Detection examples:
>> start
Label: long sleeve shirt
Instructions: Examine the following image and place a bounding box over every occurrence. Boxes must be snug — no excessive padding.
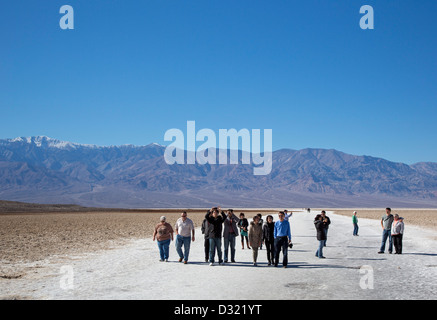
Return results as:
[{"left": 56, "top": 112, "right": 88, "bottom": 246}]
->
[{"left": 273, "top": 220, "right": 291, "bottom": 239}]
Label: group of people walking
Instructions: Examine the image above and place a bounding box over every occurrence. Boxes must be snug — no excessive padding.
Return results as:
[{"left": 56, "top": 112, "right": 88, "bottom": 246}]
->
[
  {"left": 153, "top": 207, "right": 404, "bottom": 268},
  {"left": 352, "top": 208, "right": 404, "bottom": 254}
]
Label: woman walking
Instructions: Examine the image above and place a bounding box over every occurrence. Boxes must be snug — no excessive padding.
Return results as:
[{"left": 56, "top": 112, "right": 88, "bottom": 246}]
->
[
  {"left": 249, "top": 216, "right": 263, "bottom": 266},
  {"left": 352, "top": 211, "right": 359, "bottom": 236},
  {"left": 153, "top": 216, "right": 173, "bottom": 262},
  {"left": 263, "top": 215, "right": 275, "bottom": 266},
  {"left": 391, "top": 214, "right": 404, "bottom": 254},
  {"left": 238, "top": 213, "right": 250, "bottom": 250},
  {"left": 314, "top": 214, "right": 327, "bottom": 259}
]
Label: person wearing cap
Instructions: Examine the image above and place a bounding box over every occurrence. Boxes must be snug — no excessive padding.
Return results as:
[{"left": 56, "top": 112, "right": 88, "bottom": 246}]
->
[
  {"left": 153, "top": 216, "right": 174, "bottom": 262},
  {"left": 352, "top": 211, "right": 359, "bottom": 236},
  {"left": 175, "top": 211, "right": 195, "bottom": 264}
]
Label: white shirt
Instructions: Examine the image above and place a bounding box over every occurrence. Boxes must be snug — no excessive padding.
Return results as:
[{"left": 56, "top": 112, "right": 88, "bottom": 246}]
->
[{"left": 175, "top": 218, "right": 194, "bottom": 237}]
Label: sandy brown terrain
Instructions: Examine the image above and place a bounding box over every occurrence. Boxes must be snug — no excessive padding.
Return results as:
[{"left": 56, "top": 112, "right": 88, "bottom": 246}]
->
[
  {"left": 0, "top": 201, "right": 437, "bottom": 278},
  {"left": 330, "top": 208, "right": 437, "bottom": 231},
  {"left": 0, "top": 202, "right": 278, "bottom": 268}
]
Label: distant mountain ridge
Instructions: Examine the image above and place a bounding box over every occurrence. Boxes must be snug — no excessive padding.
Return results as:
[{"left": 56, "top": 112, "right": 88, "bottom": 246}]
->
[{"left": 0, "top": 136, "right": 437, "bottom": 208}]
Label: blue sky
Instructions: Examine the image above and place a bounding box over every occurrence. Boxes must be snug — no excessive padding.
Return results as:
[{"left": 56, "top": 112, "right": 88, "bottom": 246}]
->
[{"left": 0, "top": 0, "right": 437, "bottom": 163}]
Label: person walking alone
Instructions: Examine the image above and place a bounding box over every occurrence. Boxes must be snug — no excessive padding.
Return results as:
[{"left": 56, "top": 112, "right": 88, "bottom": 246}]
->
[
  {"left": 238, "top": 212, "right": 250, "bottom": 250},
  {"left": 175, "top": 211, "right": 195, "bottom": 264},
  {"left": 205, "top": 207, "right": 226, "bottom": 266},
  {"left": 273, "top": 211, "right": 291, "bottom": 268},
  {"left": 263, "top": 215, "right": 275, "bottom": 266},
  {"left": 153, "top": 216, "right": 174, "bottom": 262},
  {"left": 314, "top": 214, "right": 327, "bottom": 259},
  {"left": 200, "top": 212, "right": 212, "bottom": 262},
  {"left": 223, "top": 209, "right": 240, "bottom": 263},
  {"left": 352, "top": 211, "right": 359, "bottom": 236},
  {"left": 321, "top": 210, "right": 331, "bottom": 247},
  {"left": 391, "top": 214, "right": 404, "bottom": 254},
  {"left": 249, "top": 216, "right": 263, "bottom": 266}
]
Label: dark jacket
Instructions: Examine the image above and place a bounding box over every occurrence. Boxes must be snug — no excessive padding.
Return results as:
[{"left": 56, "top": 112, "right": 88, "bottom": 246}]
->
[
  {"left": 314, "top": 220, "right": 327, "bottom": 241},
  {"left": 200, "top": 219, "right": 209, "bottom": 240},
  {"left": 238, "top": 218, "right": 249, "bottom": 232},
  {"left": 263, "top": 222, "right": 275, "bottom": 242},
  {"left": 324, "top": 215, "right": 331, "bottom": 229},
  {"left": 223, "top": 214, "right": 240, "bottom": 239},
  {"left": 205, "top": 211, "right": 226, "bottom": 239}
]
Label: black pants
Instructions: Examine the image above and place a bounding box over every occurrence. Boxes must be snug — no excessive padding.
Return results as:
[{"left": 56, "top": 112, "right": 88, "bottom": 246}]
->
[
  {"left": 391, "top": 234, "right": 402, "bottom": 254},
  {"left": 264, "top": 240, "right": 275, "bottom": 263},
  {"left": 204, "top": 238, "right": 209, "bottom": 261},
  {"left": 275, "top": 236, "right": 288, "bottom": 267}
]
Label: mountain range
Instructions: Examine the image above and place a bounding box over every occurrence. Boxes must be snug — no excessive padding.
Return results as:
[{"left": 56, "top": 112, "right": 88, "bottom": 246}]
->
[{"left": 0, "top": 136, "right": 437, "bottom": 208}]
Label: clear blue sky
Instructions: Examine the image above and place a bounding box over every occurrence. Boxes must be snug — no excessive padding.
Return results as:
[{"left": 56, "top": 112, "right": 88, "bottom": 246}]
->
[{"left": 0, "top": 0, "right": 437, "bottom": 163}]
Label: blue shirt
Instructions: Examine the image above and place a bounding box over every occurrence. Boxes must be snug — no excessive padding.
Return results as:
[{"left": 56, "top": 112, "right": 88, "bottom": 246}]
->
[{"left": 273, "top": 220, "right": 291, "bottom": 239}]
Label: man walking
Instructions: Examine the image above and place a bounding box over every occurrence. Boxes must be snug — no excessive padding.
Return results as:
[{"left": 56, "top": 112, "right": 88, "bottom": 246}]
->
[
  {"left": 175, "top": 211, "right": 195, "bottom": 264},
  {"left": 378, "top": 208, "right": 394, "bottom": 253},
  {"left": 352, "top": 211, "right": 359, "bottom": 236},
  {"left": 273, "top": 211, "right": 291, "bottom": 268},
  {"left": 321, "top": 210, "right": 331, "bottom": 247},
  {"left": 223, "top": 209, "right": 240, "bottom": 263},
  {"left": 205, "top": 207, "right": 226, "bottom": 266}
]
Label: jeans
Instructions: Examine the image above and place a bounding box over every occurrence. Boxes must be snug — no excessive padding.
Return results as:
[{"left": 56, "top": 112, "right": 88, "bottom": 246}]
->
[
  {"left": 204, "top": 239, "right": 209, "bottom": 261},
  {"left": 323, "top": 228, "right": 328, "bottom": 247},
  {"left": 354, "top": 223, "right": 359, "bottom": 236},
  {"left": 176, "top": 234, "right": 191, "bottom": 261},
  {"left": 158, "top": 239, "right": 170, "bottom": 260},
  {"left": 275, "top": 236, "right": 288, "bottom": 267},
  {"left": 391, "top": 234, "right": 402, "bottom": 254},
  {"left": 265, "top": 240, "right": 275, "bottom": 263},
  {"left": 379, "top": 229, "right": 393, "bottom": 253},
  {"left": 316, "top": 240, "right": 326, "bottom": 258},
  {"left": 209, "top": 238, "right": 223, "bottom": 263},
  {"left": 252, "top": 246, "right": 258, "bottom": 263},
  {"left": 224, "top": 233, "right": 235, "bottom": 261}
]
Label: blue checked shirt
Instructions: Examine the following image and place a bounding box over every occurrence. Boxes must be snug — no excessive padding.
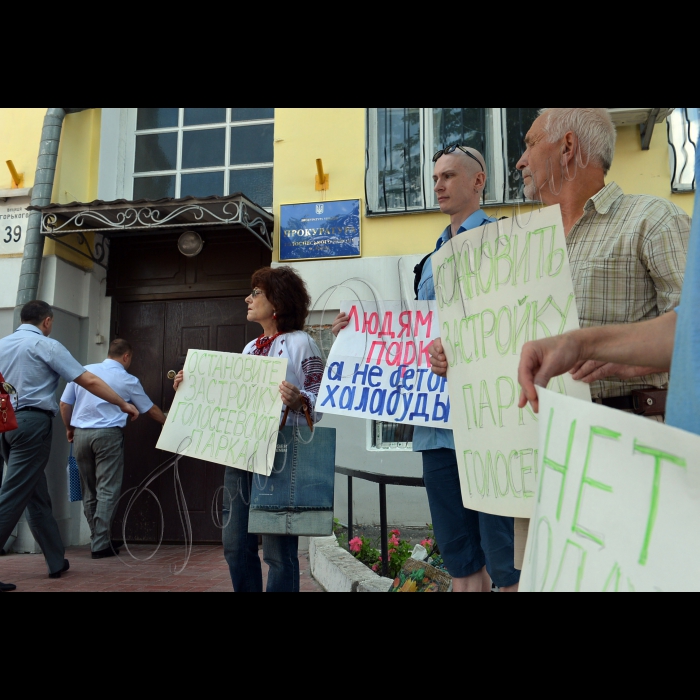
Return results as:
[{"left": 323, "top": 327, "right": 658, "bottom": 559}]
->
[
  {"left": 413, "top": 209, "right": 496, "bottom": 452},
  {"left": 0, "top": 324, "right": 85, "bottom": 415}
]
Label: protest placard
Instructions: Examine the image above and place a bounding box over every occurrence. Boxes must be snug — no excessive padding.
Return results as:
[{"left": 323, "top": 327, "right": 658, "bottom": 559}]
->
[
  {"left": 432, "top": 206, "right": 591, "bottom": 518},
  {"left": 318, "top": 301, "right": 450, "bottom": 428},
  {"left": 157, "top": 350, "right": 287, "bottom": 476},
  {"left": 520, "top": 389, "right": 700, "bottom": 592}
]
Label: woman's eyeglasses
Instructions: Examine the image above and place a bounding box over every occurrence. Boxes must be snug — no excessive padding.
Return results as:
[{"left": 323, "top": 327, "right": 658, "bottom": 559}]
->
[
  {"left": 433, "top": 144, "right": 486, "bottom": 172},
  {"left": 0, "top": 382, "right": 19, "bottom": 411}
]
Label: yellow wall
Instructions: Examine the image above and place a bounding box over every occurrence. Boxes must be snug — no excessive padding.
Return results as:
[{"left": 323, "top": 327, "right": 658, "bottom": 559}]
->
[
  {"left": 273, "top": 107, "right": 694, "bottom": 260},
  {"left": 44, "top": 109, "right": 102, "bottom": 270},
  {"left": 0, "top": 107, "right": 46, "bottom": 190},
  {"left": 273, "top": 107, "right": 446, "bottom": 260},
  {"left": 608, "top": 122, "right": 695, "bottom": 216},
  {"left": 0, "top": 107, "right": 102, "bottom": 269}
]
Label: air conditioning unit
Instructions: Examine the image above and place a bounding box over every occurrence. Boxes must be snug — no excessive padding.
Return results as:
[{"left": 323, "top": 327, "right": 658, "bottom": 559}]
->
[
  {"left": 608, "top": 107, "right": 675, "bottom": 151},
  {"left": 608, "top": 107, "right": 674, "bottom": 126}
]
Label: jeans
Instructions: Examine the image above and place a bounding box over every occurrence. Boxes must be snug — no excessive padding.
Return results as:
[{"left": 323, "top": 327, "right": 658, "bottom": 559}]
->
[
  {"left": 73, "top": 428, "right": 124, "bottom": 552},
  {"left": 0, "top": 411, "right": 66, "bottom": 574},
  {"left": 223, "top": 468, "right": 299, "bottom": 593},
  {"left": 423, "top": 449, "right": 520, "bottom": 588}
]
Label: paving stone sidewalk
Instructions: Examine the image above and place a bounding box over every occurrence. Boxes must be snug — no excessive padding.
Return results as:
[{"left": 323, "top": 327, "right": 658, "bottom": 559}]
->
[{"left": 0, "top": 545, "right": 323, "bottom": 593}]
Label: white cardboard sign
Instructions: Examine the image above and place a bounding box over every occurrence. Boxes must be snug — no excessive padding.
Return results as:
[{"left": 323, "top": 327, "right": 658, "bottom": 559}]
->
[
  {"left": 317, "top": 301, "right": 450, "bottom": 428},
  {"left": 0, "top": 197, "right": 29, "bottom": 255},
  {"left": 157, "top": 350, "right": 287, "bottom": 476},
  {"left": 520, "top": 389, "right": 700, "bottom": 592},
  {"left": 432, "top": 206, "right": 591, "bottom": 518}
]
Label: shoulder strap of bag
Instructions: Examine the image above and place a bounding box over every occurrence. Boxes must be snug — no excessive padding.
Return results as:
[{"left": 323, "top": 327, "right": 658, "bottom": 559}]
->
[
  {"left": 280, "top": 403, "right": 314, "bottom": 433},
  {"left": 413, "top": 253, "right": 432, "bottom": 300}
]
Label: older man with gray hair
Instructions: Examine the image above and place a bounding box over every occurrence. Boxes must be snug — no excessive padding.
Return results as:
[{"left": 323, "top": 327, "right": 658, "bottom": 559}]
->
[{"left": 518, "top": 107, "right": 691, "bottom": 404}]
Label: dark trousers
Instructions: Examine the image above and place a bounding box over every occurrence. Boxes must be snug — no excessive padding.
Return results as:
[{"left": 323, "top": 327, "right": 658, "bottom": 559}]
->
[
  {"left": 73, "top": 428, "right": 124, "bottom": 552},
  {"left": 223, "top": 468, "right": 300, "bottom": 593},
  {"left": 0, "top": 411, "right": 66, "bottom": 574}
]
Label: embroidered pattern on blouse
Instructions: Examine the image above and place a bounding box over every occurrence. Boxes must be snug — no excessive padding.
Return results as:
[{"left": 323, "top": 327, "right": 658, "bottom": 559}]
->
[{"left": 301, "top": 357, "right": 323, "bottom": 396}]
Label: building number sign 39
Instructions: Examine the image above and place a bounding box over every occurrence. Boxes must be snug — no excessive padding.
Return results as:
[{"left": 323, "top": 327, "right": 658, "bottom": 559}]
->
[{"left": 0, "top": 198, "right": 29, "bottom": 255}]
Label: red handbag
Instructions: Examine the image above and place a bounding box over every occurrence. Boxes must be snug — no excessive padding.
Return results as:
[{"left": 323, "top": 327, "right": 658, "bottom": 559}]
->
[{"left": 0, "top": 373, "right": 17, "bottom": 433}]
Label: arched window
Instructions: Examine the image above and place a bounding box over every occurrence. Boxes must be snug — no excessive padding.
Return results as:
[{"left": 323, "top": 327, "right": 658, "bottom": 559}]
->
[{"left": 133, "top": 107, "right": 275, "bottom": 208}]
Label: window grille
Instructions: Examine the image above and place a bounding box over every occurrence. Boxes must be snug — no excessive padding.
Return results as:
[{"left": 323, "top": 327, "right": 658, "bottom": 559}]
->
[
  {"left": 668, "top": 107, "right": 700, "bottom": 193},
  {"left": 133, "top": 107, "right": 275, "bottom": 209},
  {"left": 365, "top": 107, "right": 539, "bottom": 214},
  {"left": 371, "top": 421, "right": 414, "bottom": 451}
]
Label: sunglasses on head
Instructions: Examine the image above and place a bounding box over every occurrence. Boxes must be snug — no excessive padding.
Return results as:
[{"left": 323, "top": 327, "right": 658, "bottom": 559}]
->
[{"left": 433, "top": 144, "right": 486, "bottom": 172}]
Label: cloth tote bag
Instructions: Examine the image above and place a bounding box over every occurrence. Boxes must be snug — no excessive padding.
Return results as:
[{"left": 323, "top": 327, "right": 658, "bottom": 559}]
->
[
  {"left": 68, "top": 445, "right": 83, "bottom": 503},
  {"left": 248, "top": 409, "right": 336, "bottom": 537}
]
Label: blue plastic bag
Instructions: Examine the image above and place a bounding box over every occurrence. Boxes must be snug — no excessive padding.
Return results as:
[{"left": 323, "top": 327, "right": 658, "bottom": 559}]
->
[{"left": 68, "top": 445, "right": 83, "bottom": 503}]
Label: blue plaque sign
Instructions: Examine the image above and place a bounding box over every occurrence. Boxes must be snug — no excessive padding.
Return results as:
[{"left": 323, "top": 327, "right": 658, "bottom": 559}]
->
[{"left": 280, "top": 199, "right": 362, "bottom": 261}]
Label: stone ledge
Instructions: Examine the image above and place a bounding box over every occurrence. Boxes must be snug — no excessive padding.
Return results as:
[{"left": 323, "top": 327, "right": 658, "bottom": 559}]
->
[{"left": 309, "top": 536, "right": 392, "bottom": 593}]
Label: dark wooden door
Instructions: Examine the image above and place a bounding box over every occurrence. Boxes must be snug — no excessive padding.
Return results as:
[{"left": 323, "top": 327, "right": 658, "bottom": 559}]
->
[{"left": 114, "top": 296, "right": 259, "bottom": 543}]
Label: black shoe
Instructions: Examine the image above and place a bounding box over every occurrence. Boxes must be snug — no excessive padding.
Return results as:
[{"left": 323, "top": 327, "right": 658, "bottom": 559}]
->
[
  {"left": 49, "top": 559, "right": 70, "bottom": 579},
  {"left": 92, "top": 547, "right": 119, "bottom": 559}
]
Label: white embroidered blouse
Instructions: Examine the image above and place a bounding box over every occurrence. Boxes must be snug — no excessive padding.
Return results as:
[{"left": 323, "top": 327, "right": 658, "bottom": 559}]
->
[{"left": 243, "top": 331, "right": 324, "bottom": 426}]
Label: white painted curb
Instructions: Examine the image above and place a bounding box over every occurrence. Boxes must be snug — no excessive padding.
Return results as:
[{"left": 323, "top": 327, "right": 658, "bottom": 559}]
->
[{"left": 309, "top": 535, "right": 393, "bottom": 593}]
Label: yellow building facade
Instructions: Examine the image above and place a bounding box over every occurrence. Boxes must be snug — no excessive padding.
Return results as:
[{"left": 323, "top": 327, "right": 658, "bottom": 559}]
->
[{"left": 0, "top": 108, "right": 694, "bottom": 551}]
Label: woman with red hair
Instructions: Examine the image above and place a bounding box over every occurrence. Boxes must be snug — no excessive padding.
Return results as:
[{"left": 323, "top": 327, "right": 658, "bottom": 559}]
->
[{"left": 175, "top": 267, "right": 324, "bottom": 593}]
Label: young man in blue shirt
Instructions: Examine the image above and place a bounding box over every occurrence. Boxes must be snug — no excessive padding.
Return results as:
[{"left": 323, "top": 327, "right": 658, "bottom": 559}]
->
[
  {"left": 0, "top": 301, "right": 139, "bottom": 591},
  {"left": 61, "top": 339, "right": 165, "bottom": 559}
]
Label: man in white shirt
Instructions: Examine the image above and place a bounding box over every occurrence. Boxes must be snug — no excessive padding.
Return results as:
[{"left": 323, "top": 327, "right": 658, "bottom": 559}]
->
[{"left": 61, "top": 339, "right": 165, "bottom": 559}]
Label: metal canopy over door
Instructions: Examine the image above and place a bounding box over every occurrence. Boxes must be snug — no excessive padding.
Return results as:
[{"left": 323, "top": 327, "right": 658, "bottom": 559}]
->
[{"left": 100, "top": 212, "right": 271, "bottom": 543}]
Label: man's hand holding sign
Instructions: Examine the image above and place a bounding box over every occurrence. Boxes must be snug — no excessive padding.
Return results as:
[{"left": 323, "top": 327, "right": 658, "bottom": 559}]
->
[{"left": 158, "top": 350, "right": 286, "bottom": 476}]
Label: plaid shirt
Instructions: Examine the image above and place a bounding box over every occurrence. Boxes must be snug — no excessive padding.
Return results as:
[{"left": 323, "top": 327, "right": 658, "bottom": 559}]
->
[{"left": 566, "top": 182, "right": 691, "bottom": 398}]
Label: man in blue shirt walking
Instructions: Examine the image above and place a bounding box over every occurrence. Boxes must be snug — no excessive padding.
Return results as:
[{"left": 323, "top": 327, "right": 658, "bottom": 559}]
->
[
  {"left": 61, "top": 339, "right": 165, "bottom": 559},
  {"left": 0, "top": 301, "right": 139, "bottom": 591}
]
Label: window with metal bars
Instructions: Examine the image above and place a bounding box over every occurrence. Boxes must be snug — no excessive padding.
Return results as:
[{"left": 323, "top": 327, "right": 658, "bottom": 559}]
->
[
  {"left": 667, "top": 107, "right": 700, "bottom": 193},
  {"left": 365, "top": 107, "right": 540, "bottom": 215}
]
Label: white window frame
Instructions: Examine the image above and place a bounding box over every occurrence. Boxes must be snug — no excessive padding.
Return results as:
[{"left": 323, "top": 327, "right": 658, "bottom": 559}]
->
[
  {"left": 367, "top": 107, "right": 524, "bottom": 216},
  {"left": 365, "top": 420, "right": 413, "bottom": 452},
  {"left": 668, "top": 107, "right": 700, "bottom": 194},
  {"left": 124, "top": 107, "right": 275, "bottom": 204}
]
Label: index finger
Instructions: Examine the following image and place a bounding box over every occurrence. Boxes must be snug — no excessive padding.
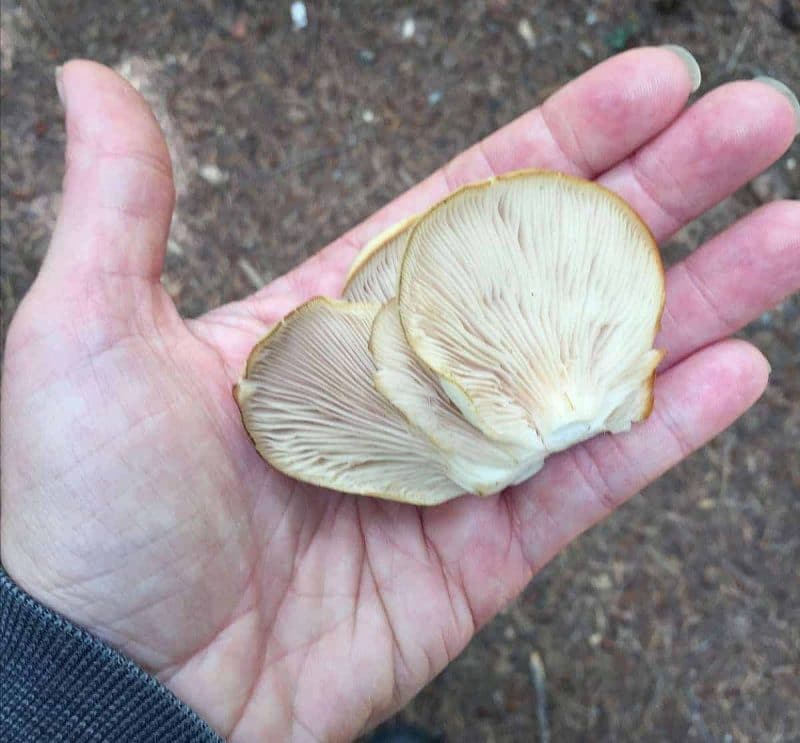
>> end
The task
Identify every line of the listing above that contains the word "woman", and copy each one. Case counts.

Problem solution
Label: woman walking
Label: woman's eyeglasses
Label: woman with red hair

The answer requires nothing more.